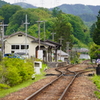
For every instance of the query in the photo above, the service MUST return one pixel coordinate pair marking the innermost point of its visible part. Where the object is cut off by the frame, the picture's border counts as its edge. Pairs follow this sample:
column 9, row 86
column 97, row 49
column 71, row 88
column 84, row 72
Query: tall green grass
column 5, row 92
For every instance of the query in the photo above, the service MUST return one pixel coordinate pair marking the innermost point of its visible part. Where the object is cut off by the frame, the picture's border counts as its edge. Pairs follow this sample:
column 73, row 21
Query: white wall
column 15, row 40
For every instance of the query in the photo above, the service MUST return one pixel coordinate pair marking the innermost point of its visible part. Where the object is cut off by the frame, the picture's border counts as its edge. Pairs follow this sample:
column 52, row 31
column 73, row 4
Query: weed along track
column 59, row 87
column 70, row 82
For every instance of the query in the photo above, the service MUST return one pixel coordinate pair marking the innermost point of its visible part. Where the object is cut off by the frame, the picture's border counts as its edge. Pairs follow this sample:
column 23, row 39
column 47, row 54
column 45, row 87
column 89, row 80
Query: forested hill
column 78, row 9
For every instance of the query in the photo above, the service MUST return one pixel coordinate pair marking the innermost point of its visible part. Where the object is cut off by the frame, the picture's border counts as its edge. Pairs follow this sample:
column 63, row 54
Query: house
column 63, row 56
column 21, row 42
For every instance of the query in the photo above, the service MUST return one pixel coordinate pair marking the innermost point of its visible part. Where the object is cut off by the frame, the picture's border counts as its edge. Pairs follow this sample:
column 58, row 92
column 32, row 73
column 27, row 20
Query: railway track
column 56, row 89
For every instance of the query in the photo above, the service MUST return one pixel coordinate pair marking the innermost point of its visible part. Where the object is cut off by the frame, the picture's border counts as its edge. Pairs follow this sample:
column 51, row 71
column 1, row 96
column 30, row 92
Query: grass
column 96, row 80
column 5, row 92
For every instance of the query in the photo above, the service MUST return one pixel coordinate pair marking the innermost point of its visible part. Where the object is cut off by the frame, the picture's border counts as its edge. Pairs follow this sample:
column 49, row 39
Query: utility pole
column 26, row 23
column 61, row 39
column 68, row 47
column 53, row 36
column 2, row 37
column 44, row 30
column 39, row 31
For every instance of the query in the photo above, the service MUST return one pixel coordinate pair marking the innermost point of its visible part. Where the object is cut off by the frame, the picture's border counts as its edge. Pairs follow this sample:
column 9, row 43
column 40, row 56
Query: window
column 19, row 35
column 19, row 47
column 15, row 47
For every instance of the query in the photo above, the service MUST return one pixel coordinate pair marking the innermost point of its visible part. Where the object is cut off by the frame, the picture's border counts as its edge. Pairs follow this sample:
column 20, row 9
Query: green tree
column 7, row 11
column 56, row 11
column 96, row 34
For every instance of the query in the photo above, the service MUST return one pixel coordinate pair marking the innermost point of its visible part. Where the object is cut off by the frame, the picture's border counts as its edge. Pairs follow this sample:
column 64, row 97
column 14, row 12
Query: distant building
column 63, row 56
column 19, row 43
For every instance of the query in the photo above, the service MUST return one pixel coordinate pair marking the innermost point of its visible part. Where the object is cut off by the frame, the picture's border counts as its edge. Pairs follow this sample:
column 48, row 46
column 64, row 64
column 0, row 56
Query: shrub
column 4, row 86
column 14, row 70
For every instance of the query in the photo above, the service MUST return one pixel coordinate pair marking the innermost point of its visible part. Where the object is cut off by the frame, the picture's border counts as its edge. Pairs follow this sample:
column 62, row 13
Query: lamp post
column 26, row 23
column 53, row 36
column 61, row 44
column 39, row 31
column 2, row 36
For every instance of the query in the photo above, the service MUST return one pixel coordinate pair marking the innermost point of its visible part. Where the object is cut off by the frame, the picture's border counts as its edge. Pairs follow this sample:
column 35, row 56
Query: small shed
column 63, row 56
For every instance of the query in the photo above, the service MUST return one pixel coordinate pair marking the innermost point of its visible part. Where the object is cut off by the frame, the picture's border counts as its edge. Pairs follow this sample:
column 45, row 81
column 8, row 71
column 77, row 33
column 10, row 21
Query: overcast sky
column 53, row 3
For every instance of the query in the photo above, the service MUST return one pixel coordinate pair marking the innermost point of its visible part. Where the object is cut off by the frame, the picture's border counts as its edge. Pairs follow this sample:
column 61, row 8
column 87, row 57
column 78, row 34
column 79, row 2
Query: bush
column 4, row 86
column 14, row 71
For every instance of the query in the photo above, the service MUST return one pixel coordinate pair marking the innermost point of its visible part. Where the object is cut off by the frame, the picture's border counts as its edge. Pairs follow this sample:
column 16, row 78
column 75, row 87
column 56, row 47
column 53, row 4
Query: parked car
column 13, row 55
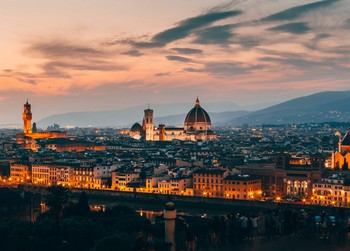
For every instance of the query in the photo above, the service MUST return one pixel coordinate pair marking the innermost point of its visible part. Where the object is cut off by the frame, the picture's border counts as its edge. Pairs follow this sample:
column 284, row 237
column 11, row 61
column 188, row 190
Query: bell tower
column 27, row 118
column 147, row 124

- - - -

All of the records should be output exactly as they stand, with pictures omitted.

▸ **TASK SOLUTION**:
For every instance of the query in the photo above, the service MUST return one pixel coordinate pair marking the innermost point of its visible part. Where the object is cut off by the frame, the picture's border counts as its edge. Pairs follow this sample:
column 9, row 86
column 97, row 49
column 71, row 88
column 84, row 72
Query: tall green grass
column 5, row 92
For every instance of the query in the photo above, the service MUST return one pixel coordinate pair marking the innermost point of its visible part. Where the object is cut off by the frame, the picture's border counts as its edge. Pairs follow this sample:
column 73, row 21
Query: white wall
column 15, row 40
For every instance of the query in the photo above, the service MUST return one pixel coordinate pair marking the innermost point of its visible part. Where the object is cut off by the frame, the picture's border counts as its edge. Pairs follow this sample:
column 52, row 31
column 73, row 4
Query: weed along track
column 59, row 87
column 70, row 82
For every instance of the query in the photo above, the service MUST return one pixel coordinate pair marking the innermost point of its visible part. Where the object is cut off by the frame, the picture's border counts as its edge. Pairs follow this sample:
column 23, row 39
column 47, row 54
column 45, row 87
column 89, row 80
Query: forested hill
column 78, row 9
For every instance of the query in the photo above, the service MUST return one pixel coordinate pair marking the innermost point of its visible part. Where the object is cut off by the frame, the picture's border counts as its edge. Pairs follow this sample:
column 63, row 54
Query: house
column 63, row 56
column 21, row 42
For every instance of the query in the photo above, the service MUST return one pixel coordinate pair marking the innermost point of its visible part. Where the object is cut off by the frame, the picture's border counts as its edge. Pairs follow this sample:
column 58, row 92
column 32, row 73
column 27, row 20
Query: railway track
column 56, row 89
For every instance of the query in the photo above, the service MUST return one pixel coordinate pair marking the innermost point of its visible part. Where the object is cut off by the frame, the picture's border counts as its edge. Pairs follow this sample:
column 51, row 71
column 1, row 96
column 30, row 92
Query: grass
column 96, row 80
column 5, row 92
For every instance of the query in the photo above, the service MUST return one pixel coordinate pair marking the innermost point of its visible part. Where the object is cut off by the frame, the picture's border counts as its edge. Pairs follow this sample:
column 49, row 39
Query: utility pole
column 26, row 23
column 61, row 39
column 68, row 47
column 53, row 36
column 2, row 37
column 44, row 30
column 39, row 31
For every instance of the query in the photo above, the service MUST return one pixel coordinate pair marking the innermost point of its visible part. Where the object is cut off by the frame, the picture's border counts as its edge. Pairs follow this sample:
column 9, row 43
column 40, row 56
Query: window
column 19, row 35
column 19, row 47
column 15, row 47
For every instance of the query in the photo above, the service MUST return one pixel coordinate pair marking the innermost point of its visible part. Where the object is cut off by the frame, the picture's border counts as its edge. Pairs follow this sample:
column 20, row 9
Query: green tree
column 7, row 11
column 56, row 11
column 96, row 34
For every instance of the query in the photo above, the service MUST return one pixel coordinate pair marking the innermost point of its visible part. Where the object is cut off by the frame, the picture's border counts as its edge. Pairs follow this sample:
column 64, row 97
column 14, row 12
Query: distant building
column 63, row 56
column 19, row 43
For every instance of the query in the photo above, the service MUST return one pixel coordinate pair marking the innermost point of its visible part. Where the object is cut off by the frame, the picture's border counts as its edge. Pairs follow this sample:
column 48, row 46
column 64, row 64
column 0, row 56
Query: shrub
column 4, row 86
column 14, row 70
For every instance of the query in the photo above, the service MUST return one pixel coordinate pair marking the innermost point of its visible part. Where the object is cut off by the frame, the picture's border counts as its edge. Pairs follow this sample:
column 62, row 13
Query: lamp post
column 26, row 23
column 53, row 36
column 61, row 44
column 39, row 31
column 2, row 36
For every instance of the query in the photo above, the service MUST return one pixel coordinate pair marking the innermost point of its visible part. Where the object is cut off by the frame, the picture's border counts as its edge. Pairs follow this sample:
column 35, row 56
Query: small shed
column 63, row 56
For every instance of the query in the photo above, the service MUST return one pixel coordinate pair marking the innermost point of its visible part. Where the object is cut off by the frame, the picture's border counts as its edge. Pairs follow this sample:
column 45, row 81
column 8, row 71
column 77, row 33
column 10, row 21
Query: overcast sky
column 53, row 3
For every instance of the query in the photo above, the service MUST return one pixel coordinate pair marking the innermost point of its visible part. Where the object is cut off by the frame, the picture's border counts as its edge. Pairs follow this sample:
column 61, row 8
column 87, row 57
column 78, row 34
column 79, row 2
Query: bush
column 4, row 86
column 14, row 71
For every instance of the query in the photo above, the service MUST return one pixel coordinate pair marking the innermost point of its visible part. Where the object is cut off by the frame, the picture's border counts as its edge. Pairs follow this sample:
column 16, row 78
column 75, row 87
column 56, row 47
column 53, row 4
Query: parked car
column 13, row 55
For every instance of the query in the photo above, the service MUST return one pixel coordinate pair marking the innermost point of its visible part. Where the object is cut off by the frame, the picture's border counts as its edge. Pairs follow this sample:
column 284, row 237
column 11, row 61
column 188, row 190
Query: bell tower
column 27, row 118
column 147, row 124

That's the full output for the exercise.